Selected excerpt
----------
It seems with ours that the wood is going so fast (it's an old burner) but I wondered if it was packed constantly if it would burn slower (less air inside?) Thanks for opinions...

Nancy in WV

-- Nancy in WV (CelticFrau@aol.com), February 26, 2001

Answers

His fire probably lasts longer because his stove's probably more airtight. If your woodburner's is a real old one (like ours), there's not much you can do about that.

Fire needs three things to burn ~ heat (coals), oxygen (air) and fuel (wood). If you have a good bed of coals built up for the heat and pile on plenty of wood for the fuel, all it needs is air now. In older stoves like mine, it gets plenty of air so will burn relatively quickly and I really can't regulate it much. Newer more efficient wood burners have a way to regulate the air coming in ~ they can be set to "choke" the fire, letting only a small amount of air in, so the fire burns slower. I don't think that less air inside your stove would have that much effect as it's not really how much air is inside the stove at a given time so much as it's how much air can get in as the fire needs it.
----------
Material provided
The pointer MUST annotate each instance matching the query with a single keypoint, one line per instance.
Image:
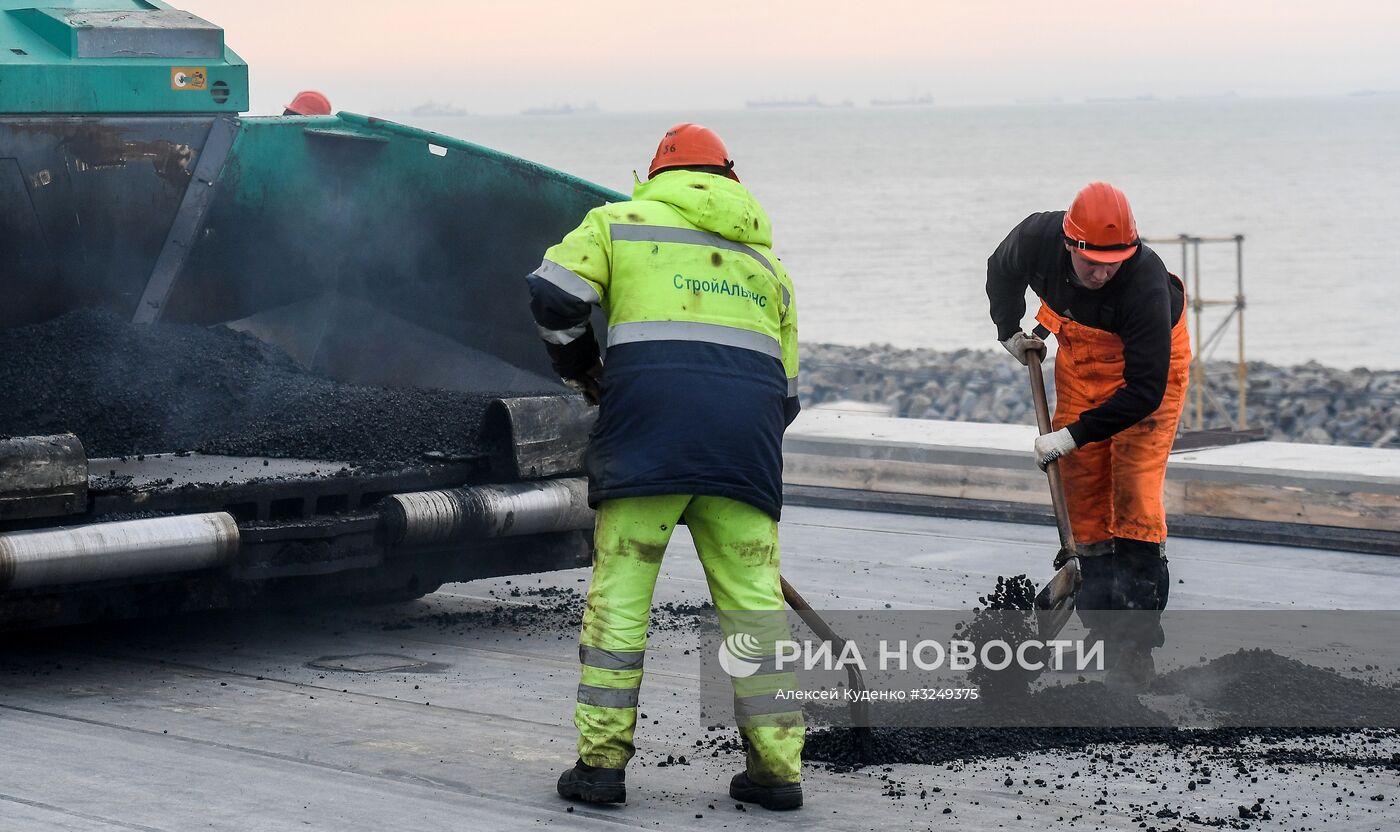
----------
Stated exercise 1
Transcribe the wood stove discussion from "Fire needs three" up to and including "fire needs it.".
Stated exercise 2
Extend the wood stove discussion with the passage that would follow its final sentence.

Response 1
Fire needs three things to burn ~ heat (coals), oxygen (air) and fuel (wood). If you have a good bed of coals built up for the heat and pile on plenty of wood for the fuel, all it needs is air now. In older stoves like mine, it gets plenty of air so will burn relatively quickly and I really can't regulate it much. Newer more efficient wood burners have a way to regulate the air coming in ~ they can be set to "choke" the fire, letting only a small amount of air in, so the fire burns slower. I don't think that less air inside your stove would have that much effect as it's not really how much air is inside the stove at a given time so much as it's how much air can get in as the fire needs it.

Response 2
The size of your wood does affect how the fire burns. When you burn one large log, there is only so much of the surface area exposed to the coals/fire where it can catch and burn. But if you were to split that same log into a bunch of smaller logs or sticks, that same amount of wood would burn faster due to more surface area being exposed where it can catch and burn faster, creating more heat faster and thus making more wood burn faster, etc., etc. When we want a hot fire fast, we put a bunch of smaller sticks of wood on top of the coals, not really packing it tight, but stacking a lot of them in there. When we go to bed at night and want a slow fire, we pack the stove as tight as we can with large logs. We pack it not so much so the fire will burn slower, but so we don't have to get up at 2am and feed it again!

-- Wingnut (wingnut@moment.net), February 26, 2001.


if your getting enough heat out of it,, you can close the damper part way to slow it down,,, At night I put a piece of green wood on,, and close the damper to make it last till morning.

-- Stan (sopal@net-port.com), February 26, 2001.

You have to look at it this way an out door stove is alot bigger than an indoor stove.It doesn't matter how much you put in yours(It's what kind of wood are you using).of coures the more you put in yours the less air you have and yours will burn slower also!